Resize the stretch from the start of the lines through the line containing "[0,139,316,452]": write each of those lines out again with its wording unchanged, except that every bounding box coordinate in the answers is multiplied by 0.85 and rounded to a whole number, with halves rounded up. Leave the pictures out.

╭─ Exercise materials

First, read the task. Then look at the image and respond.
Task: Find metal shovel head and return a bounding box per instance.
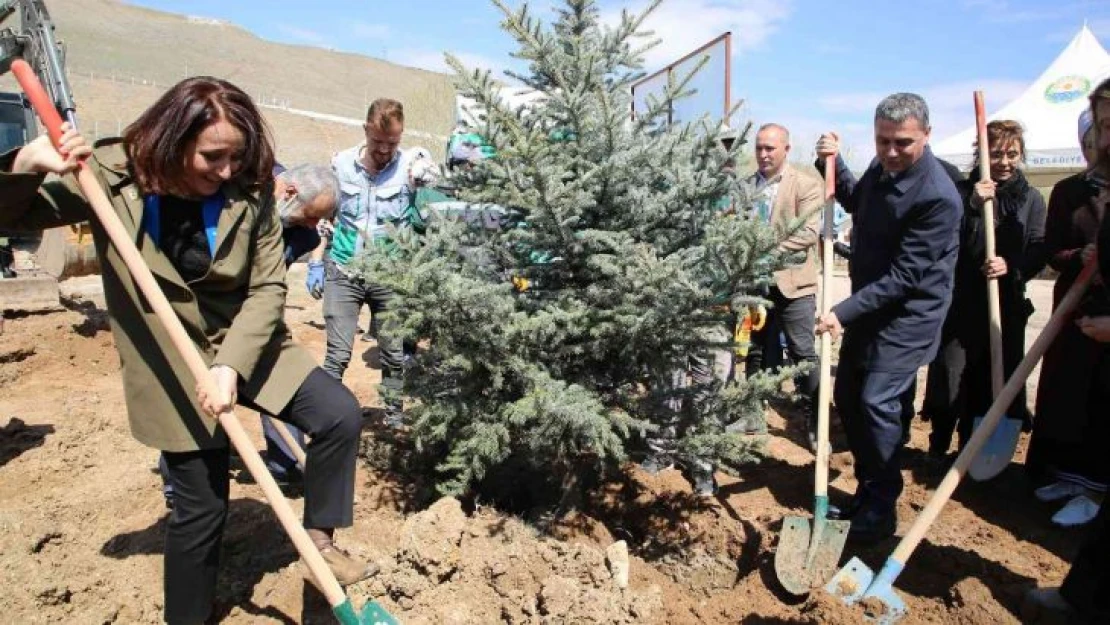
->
[968,415,1021,482]
[775,516,850,595]
[332,599,401,625]
[825,557,907,625]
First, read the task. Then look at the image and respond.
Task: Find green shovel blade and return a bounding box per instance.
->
[332,599,401,625]
[775,516,850,595]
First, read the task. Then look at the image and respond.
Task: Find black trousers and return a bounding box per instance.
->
[745,286,820,416]
[163,369,362,625]
[833,360,917,514]
[1060,504,1110,623]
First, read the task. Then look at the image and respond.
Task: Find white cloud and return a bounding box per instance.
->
[276,24,326,46]
[602,0,794,71]
[389,48,505,78]
[351,21,391,39]
[759,79,1028,169]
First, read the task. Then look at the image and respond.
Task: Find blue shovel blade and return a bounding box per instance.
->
[968,416,1021,482]
[825,557,907,625]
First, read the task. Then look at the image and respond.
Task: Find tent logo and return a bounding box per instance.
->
[1045,75,1091,104]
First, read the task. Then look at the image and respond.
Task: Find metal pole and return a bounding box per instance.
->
[725,31,733,123]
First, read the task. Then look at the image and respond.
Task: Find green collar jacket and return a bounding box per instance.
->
[0,139,316,452]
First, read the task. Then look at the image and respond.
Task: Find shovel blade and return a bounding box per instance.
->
[825,557,875,605]
[775,516,851,595]
[332,599,400,625]
[968,415,1021,482]
[825,557,908,625]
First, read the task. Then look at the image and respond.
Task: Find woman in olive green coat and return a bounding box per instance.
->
[0,77,370,624]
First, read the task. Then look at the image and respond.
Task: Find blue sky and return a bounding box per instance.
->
[123,0,1110,167]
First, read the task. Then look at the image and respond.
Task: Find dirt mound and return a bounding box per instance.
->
[365,497,662,624]
[0,279,1083,625]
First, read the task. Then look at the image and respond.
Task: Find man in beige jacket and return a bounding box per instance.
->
[746,123,823,447]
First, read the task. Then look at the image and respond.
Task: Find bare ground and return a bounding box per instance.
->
[0,275,1082,624]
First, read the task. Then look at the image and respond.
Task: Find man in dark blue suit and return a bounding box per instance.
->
[817,93,962,541]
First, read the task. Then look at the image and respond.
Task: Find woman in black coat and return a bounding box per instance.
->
[1026,100,1110,512]
[929,120,1046,456]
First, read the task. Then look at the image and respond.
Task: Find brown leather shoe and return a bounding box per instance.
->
[301,545,381,589]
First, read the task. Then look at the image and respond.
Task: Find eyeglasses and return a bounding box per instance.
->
[990,150,1021,161]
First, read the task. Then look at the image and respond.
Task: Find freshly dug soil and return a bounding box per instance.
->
[0,276,1083,625]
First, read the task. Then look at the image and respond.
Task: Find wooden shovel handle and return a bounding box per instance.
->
[975,91,1006,396]
[814,157,836,500]
[890,260,1098,564]
[11,59,346,607]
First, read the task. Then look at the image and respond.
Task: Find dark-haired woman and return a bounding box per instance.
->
[1026,91,1110,526]
[929,120,1046,456]
[0,78,367,624]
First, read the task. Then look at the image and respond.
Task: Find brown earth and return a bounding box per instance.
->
[0,275,1082,624]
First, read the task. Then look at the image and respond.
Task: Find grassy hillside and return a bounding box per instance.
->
[4,0,455,162]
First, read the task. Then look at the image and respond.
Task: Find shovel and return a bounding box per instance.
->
[775,157,850,595]
[11,59,397,625]
[825,259,1098,625]
[968,91,1021,482]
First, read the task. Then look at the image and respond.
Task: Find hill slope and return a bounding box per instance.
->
[4,0,455,162]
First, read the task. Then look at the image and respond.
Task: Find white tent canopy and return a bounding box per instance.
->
[932,24,1110,169]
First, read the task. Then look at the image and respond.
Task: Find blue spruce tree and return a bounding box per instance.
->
[357,0,791,495]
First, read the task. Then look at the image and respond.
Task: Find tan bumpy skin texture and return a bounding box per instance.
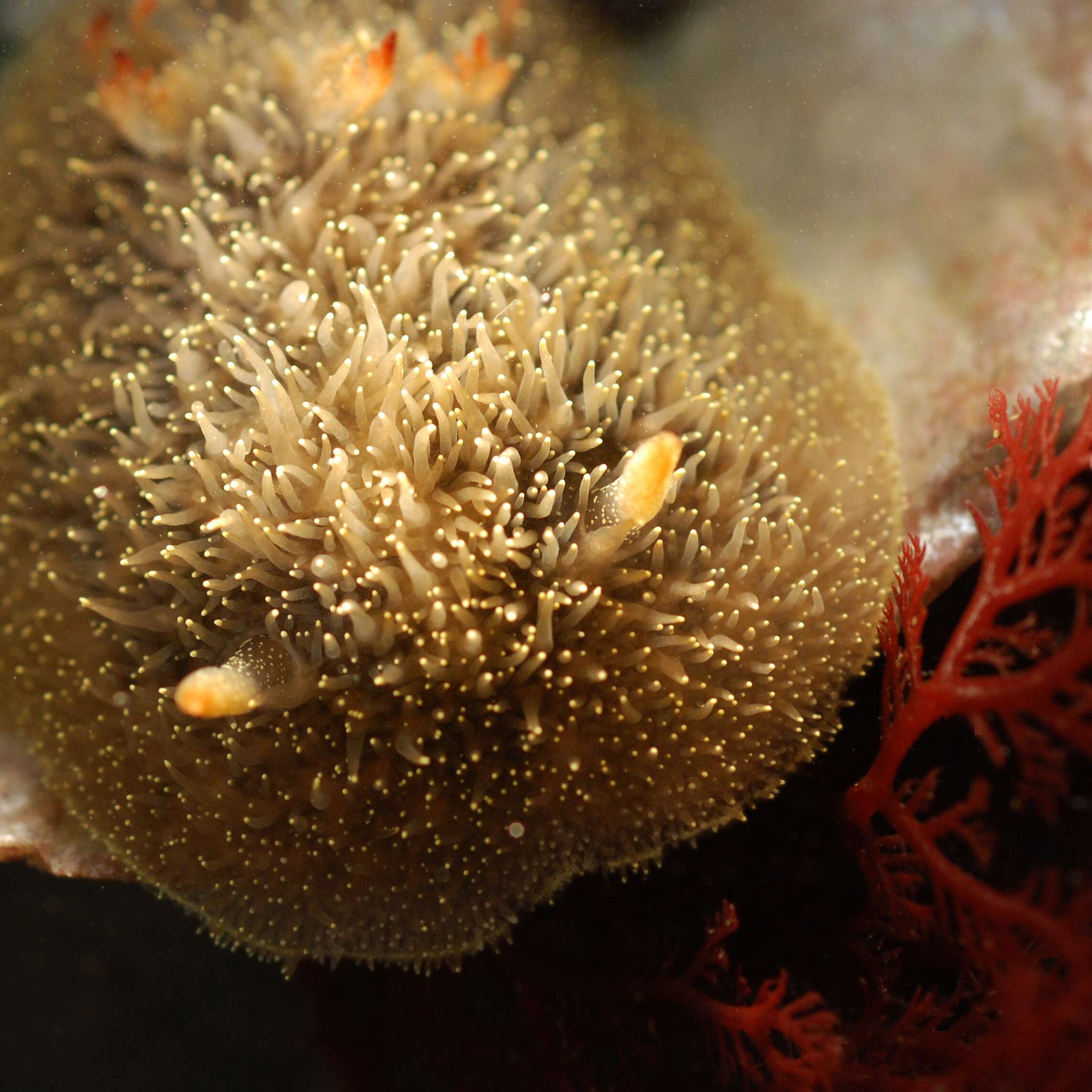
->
[0,0,901,964]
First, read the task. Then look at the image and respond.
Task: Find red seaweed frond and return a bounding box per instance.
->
[844,383,1092,1090]
[646,902,843,1092]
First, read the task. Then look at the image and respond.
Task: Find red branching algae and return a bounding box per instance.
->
[845,384,1092,1092]
[448,384,1092,1092]
[650,902,842,1092]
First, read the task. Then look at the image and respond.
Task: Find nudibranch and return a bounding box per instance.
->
[0,0,901,964]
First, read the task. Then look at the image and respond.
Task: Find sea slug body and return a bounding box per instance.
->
[0,0,900,964]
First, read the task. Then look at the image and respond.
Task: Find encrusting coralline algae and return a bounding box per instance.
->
[0,0,901,963]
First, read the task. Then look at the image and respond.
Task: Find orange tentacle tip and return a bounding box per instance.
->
[368,31,399,77]
[452,34,515,106]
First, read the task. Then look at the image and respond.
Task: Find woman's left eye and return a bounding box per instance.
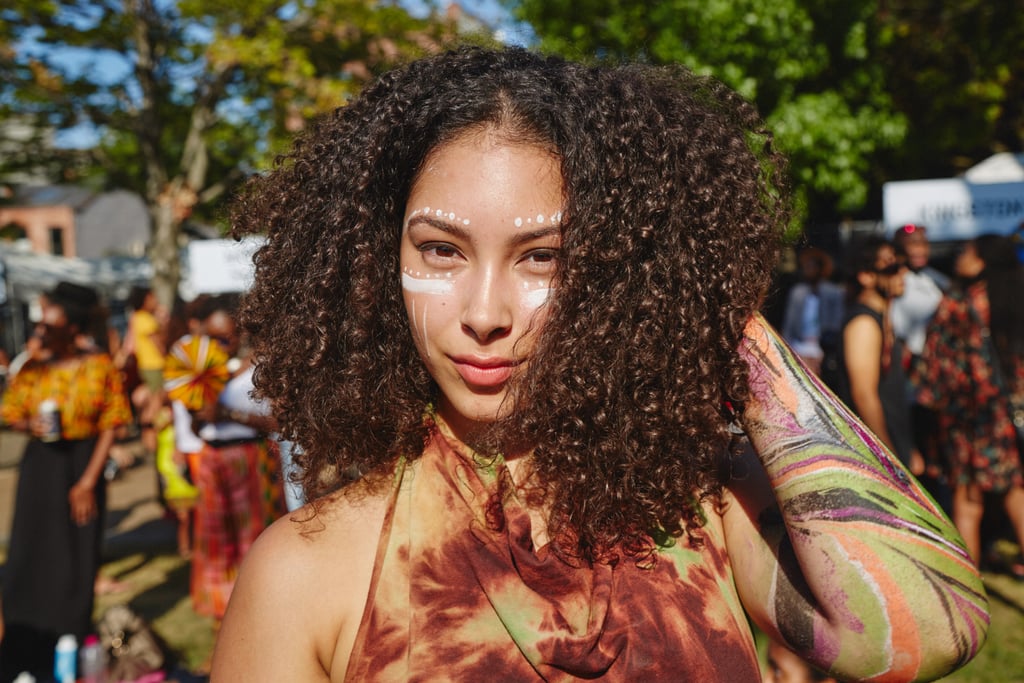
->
[522,249,558,274]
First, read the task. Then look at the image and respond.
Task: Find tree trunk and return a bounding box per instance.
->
[150,193,181,310]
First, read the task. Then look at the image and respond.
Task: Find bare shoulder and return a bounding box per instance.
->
[212,483,388,683]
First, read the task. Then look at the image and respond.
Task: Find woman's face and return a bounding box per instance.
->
[953,242,985,279]
[400,131,562,434]
[874,245,906,299]
[37,297,78,351]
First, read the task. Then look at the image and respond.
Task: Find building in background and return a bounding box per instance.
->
[0,185,151,258]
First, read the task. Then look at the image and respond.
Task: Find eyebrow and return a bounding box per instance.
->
[406,216,561,246]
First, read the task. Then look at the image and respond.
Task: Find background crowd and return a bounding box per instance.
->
[0,225,1024,681]
[775,224,1024,581]
[0,283,301,681]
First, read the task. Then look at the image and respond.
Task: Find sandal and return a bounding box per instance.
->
[1007,553,1024,582]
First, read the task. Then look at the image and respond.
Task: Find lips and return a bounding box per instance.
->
[452,356,517,389]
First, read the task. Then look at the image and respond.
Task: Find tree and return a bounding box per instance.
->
[512,0,906,216]
[0,0,471,303]
[879,0,1024,178]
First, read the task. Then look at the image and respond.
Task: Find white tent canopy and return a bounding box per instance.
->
[882,153,1024,242]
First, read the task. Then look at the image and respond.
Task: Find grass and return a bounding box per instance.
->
[95,552,214,672]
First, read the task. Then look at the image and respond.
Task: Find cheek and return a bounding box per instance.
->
[404,289,455,355]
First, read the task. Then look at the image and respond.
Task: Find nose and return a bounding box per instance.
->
[461,267,514,342]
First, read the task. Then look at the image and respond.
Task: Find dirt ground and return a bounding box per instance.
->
[0,431,214,683]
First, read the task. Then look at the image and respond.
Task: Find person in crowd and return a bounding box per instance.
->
[914,234,1024,580]
[781,247,844,375]
[0,283,131,682]
[123,286,168,453]
[839,236,925,474]
[212,48,988,683]
[175,295,284,623]
[890,223,952,514]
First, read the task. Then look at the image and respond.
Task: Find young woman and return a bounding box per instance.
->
[212,48,988,683]
[916,234,1024,580]
[0,283,131,681]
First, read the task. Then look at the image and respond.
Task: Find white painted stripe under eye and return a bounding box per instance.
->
[523,288,551,308]
[401,272,455,294]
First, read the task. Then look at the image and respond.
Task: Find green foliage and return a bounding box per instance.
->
[879,0,1024,178]
[513,0,905,222]
[0,0,468,215]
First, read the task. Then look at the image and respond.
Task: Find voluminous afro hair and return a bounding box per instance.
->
[234,48,788,561]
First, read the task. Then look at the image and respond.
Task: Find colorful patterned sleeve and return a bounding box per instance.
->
[94,354,132,431]
[0,364,39,425]
[730,316,989,681]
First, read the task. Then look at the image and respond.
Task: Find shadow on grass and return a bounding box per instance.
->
[985,582,1024,616]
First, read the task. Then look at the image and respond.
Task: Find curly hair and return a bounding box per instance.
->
[233,48,788,561]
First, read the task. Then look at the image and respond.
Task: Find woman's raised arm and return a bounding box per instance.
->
[724,315,988,681]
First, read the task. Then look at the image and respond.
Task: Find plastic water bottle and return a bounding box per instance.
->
[53,633,78,683]
[78,636,106,683]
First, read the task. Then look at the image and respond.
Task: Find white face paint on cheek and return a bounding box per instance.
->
[401,272,455,296]
[401,268,455,358]
[522,287,551,309]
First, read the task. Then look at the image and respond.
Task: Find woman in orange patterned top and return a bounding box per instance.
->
[0,283,131,681]
[212,48,988,683]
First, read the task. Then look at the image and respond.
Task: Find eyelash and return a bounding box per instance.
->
[418,242,559,269]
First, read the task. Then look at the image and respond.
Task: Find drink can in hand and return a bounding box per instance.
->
[39,398,60,441]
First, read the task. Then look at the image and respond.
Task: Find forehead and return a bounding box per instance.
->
[406,131,563,224]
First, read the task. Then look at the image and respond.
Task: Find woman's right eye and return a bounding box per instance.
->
[419,242,459,262]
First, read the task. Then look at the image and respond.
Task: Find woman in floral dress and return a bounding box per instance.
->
[916,236,1024,580]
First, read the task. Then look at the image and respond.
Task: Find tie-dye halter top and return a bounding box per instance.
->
[345,418,761,682]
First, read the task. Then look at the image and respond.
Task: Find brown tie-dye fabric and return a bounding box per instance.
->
[346,425,760,681]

╰─

Reply —
First, read the task. Then look at the image and respond.
Task: Find metal shovel head and return a bounding box per instance.
->
[823,353,868,410]
[659,439,723,506]
[282,509,341,531]
[701,473,771,531]
First, read the task. Then look at the image and respond.
Task: Find green shovel blade and return a bounding box per instance.
->
[282,509,341,531]
[659,439,723,506]
First, read the task. Then look at the image and respond.
Task: Find black trousers and return a bounding box per instance.
->
[633,243,697,354]
[139,314,308,531]
[708,306,779,437]
[901,428,944,530]
First, read the task. Then look at the image and respond.
Task: Find white cloud and return a bounding box per instance.
->
[235,20,277,39]
[512,0,675,60]
[331,41,429,66]
[298,18,332,33]
[645,67,874,144]
First, read the task. Then look at the image and respond.
Task: Find blue shovel blade and return a bounding box per instance.
->
[823,354,868,410]
[701,473,771,531]
First, read the task. Then look at the image and respond.
Task: Find tent logo and return a bounding box per instance.
->
[888,64,927,88]
First, read the task. Then look at the image and respond.
Task: Find metal pole and return a bounding box per instance.
->
[616,26,623,105]
First, read the task. Then look at the image and respond.
Task: Find green collar jacket and return a bounding box per instance.
->
[0,118,269,384]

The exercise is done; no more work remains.